Text excerpt:
::::::
McNulty was selling ad space for a publishing company when the seeds for 3D Issue were sown.

“One of the problems was that advertisers were unaware of us so we had to send out a lot of magazine samples each week and the postage and admin costs in doing so were high,” he says.

“One day I saw a sample of a flipping book on the Disney website (as a promo for Shrek) and instantly understood the benefit of having samples of our publications online in that fashion.

“I started working on creating a solution and it had an instant impact on my ability to reduce lead times and make sales. I knew there must be thousands of businesses with the same problem and in 2006 I quit my job to develop my idea.”

Viable product

3D Issue was very much a bootstrapped start-up. McNulty had little in the way of financial resources so his focus was on getting a viable product to market as fast as possible. He used remote developers to help him design the product and launched the first version in April 2007.

The company used search engine optimisation to get onto potential customers’ radar and a very positive online review from an early customer was enough to start the ball rolling. “We worked continually with key words and blog postings to get to the top of the rankings and we’re still there,” McNulty says.
::::::
Data section:
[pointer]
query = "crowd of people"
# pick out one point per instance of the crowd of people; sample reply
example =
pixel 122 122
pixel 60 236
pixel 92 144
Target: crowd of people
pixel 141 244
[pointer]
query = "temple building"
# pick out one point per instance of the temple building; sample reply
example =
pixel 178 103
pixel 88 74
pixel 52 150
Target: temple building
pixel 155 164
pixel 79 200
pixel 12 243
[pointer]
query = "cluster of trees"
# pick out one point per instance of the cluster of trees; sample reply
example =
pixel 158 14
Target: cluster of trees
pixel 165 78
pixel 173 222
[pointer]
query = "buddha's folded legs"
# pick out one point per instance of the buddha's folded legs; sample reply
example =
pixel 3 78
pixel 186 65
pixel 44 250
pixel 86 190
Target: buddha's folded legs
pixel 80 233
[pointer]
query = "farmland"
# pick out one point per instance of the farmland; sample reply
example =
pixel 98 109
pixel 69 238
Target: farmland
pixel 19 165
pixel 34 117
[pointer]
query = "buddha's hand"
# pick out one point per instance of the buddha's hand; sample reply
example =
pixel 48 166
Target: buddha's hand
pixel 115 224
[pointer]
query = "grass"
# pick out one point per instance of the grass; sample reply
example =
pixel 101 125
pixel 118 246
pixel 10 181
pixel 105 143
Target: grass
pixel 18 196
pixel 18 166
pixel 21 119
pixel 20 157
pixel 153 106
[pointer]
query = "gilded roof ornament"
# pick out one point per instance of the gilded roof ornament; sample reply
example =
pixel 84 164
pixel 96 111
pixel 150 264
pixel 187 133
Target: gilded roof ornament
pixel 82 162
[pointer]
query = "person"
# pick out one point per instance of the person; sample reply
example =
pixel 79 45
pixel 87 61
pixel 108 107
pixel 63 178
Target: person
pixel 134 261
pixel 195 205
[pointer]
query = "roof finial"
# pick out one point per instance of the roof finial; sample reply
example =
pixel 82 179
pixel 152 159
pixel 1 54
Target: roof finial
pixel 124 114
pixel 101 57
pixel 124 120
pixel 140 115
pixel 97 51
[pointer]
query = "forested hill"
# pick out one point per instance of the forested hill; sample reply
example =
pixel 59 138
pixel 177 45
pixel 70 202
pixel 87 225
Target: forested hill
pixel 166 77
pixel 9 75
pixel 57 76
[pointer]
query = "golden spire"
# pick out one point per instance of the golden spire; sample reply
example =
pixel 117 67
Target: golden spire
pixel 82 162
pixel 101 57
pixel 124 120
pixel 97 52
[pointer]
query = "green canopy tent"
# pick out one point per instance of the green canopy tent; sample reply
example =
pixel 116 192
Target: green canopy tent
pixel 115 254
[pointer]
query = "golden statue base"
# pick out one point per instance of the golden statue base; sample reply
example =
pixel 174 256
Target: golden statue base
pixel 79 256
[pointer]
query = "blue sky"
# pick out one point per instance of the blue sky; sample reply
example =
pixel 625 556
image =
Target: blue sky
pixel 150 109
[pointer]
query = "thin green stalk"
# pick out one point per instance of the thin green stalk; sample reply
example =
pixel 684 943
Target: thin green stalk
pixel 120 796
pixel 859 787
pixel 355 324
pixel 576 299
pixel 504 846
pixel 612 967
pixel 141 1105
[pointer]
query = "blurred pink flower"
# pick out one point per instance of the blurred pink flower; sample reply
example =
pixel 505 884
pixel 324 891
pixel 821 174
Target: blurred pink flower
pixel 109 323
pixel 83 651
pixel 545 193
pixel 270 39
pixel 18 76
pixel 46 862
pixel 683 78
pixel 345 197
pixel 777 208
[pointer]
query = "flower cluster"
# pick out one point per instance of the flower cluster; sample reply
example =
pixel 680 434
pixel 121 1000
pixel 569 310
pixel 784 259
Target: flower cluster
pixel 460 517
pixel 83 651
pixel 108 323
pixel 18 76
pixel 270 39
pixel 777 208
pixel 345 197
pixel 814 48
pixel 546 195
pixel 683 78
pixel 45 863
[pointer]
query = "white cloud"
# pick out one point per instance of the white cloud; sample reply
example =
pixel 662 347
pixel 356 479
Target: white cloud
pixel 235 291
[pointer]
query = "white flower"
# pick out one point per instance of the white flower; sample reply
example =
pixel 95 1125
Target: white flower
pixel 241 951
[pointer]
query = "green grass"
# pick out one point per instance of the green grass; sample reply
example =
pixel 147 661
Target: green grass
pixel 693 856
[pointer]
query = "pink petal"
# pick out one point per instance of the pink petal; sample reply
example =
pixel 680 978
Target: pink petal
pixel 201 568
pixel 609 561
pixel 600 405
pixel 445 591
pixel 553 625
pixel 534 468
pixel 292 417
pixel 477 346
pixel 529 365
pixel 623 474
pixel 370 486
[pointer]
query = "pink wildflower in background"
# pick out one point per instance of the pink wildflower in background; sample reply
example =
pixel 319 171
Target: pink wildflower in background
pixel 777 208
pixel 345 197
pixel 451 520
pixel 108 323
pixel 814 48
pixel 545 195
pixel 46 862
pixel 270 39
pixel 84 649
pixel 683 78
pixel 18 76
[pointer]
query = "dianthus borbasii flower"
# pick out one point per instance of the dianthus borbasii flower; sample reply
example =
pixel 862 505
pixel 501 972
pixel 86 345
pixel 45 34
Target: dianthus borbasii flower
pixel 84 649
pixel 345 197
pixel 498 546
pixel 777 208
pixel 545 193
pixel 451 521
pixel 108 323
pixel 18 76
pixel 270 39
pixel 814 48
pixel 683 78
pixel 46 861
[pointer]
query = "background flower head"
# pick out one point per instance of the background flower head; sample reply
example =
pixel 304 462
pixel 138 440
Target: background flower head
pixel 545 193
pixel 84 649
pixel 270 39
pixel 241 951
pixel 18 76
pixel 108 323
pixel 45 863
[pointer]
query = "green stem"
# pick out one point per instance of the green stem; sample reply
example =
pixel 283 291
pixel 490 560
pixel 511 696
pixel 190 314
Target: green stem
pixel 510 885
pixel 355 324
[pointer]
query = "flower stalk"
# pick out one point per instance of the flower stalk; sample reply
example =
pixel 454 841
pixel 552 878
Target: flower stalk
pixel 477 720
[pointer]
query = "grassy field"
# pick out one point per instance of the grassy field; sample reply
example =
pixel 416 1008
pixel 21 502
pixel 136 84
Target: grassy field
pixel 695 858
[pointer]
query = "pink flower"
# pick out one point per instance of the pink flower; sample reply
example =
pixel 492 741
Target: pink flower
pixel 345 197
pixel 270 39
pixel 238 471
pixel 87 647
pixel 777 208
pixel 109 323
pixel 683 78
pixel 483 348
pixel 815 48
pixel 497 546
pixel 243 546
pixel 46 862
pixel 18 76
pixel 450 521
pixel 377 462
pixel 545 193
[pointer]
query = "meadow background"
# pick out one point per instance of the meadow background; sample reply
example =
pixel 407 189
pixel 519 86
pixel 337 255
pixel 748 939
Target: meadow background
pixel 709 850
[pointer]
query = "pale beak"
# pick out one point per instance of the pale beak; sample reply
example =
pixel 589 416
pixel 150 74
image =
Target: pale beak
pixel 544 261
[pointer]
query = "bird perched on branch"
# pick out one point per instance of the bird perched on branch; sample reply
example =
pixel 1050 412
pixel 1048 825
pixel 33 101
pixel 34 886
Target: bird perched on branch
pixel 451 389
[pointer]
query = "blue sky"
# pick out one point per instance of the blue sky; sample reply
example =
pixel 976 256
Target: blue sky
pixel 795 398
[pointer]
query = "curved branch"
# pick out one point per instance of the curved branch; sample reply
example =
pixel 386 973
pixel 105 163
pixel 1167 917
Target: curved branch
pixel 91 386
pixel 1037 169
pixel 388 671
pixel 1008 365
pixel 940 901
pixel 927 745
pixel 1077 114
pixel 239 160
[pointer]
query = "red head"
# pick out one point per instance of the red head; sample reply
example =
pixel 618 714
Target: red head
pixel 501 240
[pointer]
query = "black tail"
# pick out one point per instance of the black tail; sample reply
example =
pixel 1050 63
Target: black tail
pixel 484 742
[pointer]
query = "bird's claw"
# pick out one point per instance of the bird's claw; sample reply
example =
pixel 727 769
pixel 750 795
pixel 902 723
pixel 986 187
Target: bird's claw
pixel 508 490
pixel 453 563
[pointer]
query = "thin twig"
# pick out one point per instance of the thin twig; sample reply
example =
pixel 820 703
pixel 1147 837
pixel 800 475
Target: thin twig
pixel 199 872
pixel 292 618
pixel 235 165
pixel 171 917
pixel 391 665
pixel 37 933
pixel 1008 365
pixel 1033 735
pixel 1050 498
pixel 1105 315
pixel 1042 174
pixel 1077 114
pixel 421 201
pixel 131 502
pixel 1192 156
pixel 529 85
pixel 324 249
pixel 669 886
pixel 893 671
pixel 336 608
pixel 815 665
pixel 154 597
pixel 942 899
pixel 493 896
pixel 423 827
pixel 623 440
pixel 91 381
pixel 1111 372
::::::
Requests:
1. Answer these from the 3D Issue passage, one line each:
(a) Where did McNulty see a sample of a flipping book?
(b) In what year did he quit his job to develop his idea?
(c) When was the first version of the product launched?
2. Please continue the 3D Issue passage from its last sentence onward.

Answers to the exercises:
1.
(a) On the Disney website, as a promo for Shrek.
(b) 2006.
(c) April 2007.

2.
McNulty took on his first full-time employee in 2008 and takes a prudent approach to hiring. “I don’t employ someone unless I have enough money in the bank to cover their salary for a year,” he says.

McNulty expects the workforce to grow to 40 people within the next 18 months as new products come on stream. The company has not raised any external capital to date but has received support from Enterprise Ireland in the form of R&D grants and mentoring.

3D Issue’s first product was desktop software that allowed print publishers to convert PDFs into online 3D page turning replications.

This product was already available on the market but only as a hosted service. “The price they were charging per issue outweighed any benefit gained from going digital,” McNulty says.

“This left a gap in the market for a desktop solution that publishers could buy outright that would allow them to host on their own site and bring the skill in-house.”

While flipbooks are still an important part of the company, its focus and products have changed to cater for the rapid shift in how audiences consume content.

“Today it’s critical for anyone posting content to be thinking ‘mobile first’, McNulty says.

“Their content must adapt to fit the multitude of different resolutions across desktops, tablets, mobiles and eReader devices. For the last number of years we have been developing tools to assist publishers in creating responsive solutions.

“They ensure that content auto-adjusts to suit the resolution of whatever device their customer/reader is using. We have done this through our new hubs and apps technologies.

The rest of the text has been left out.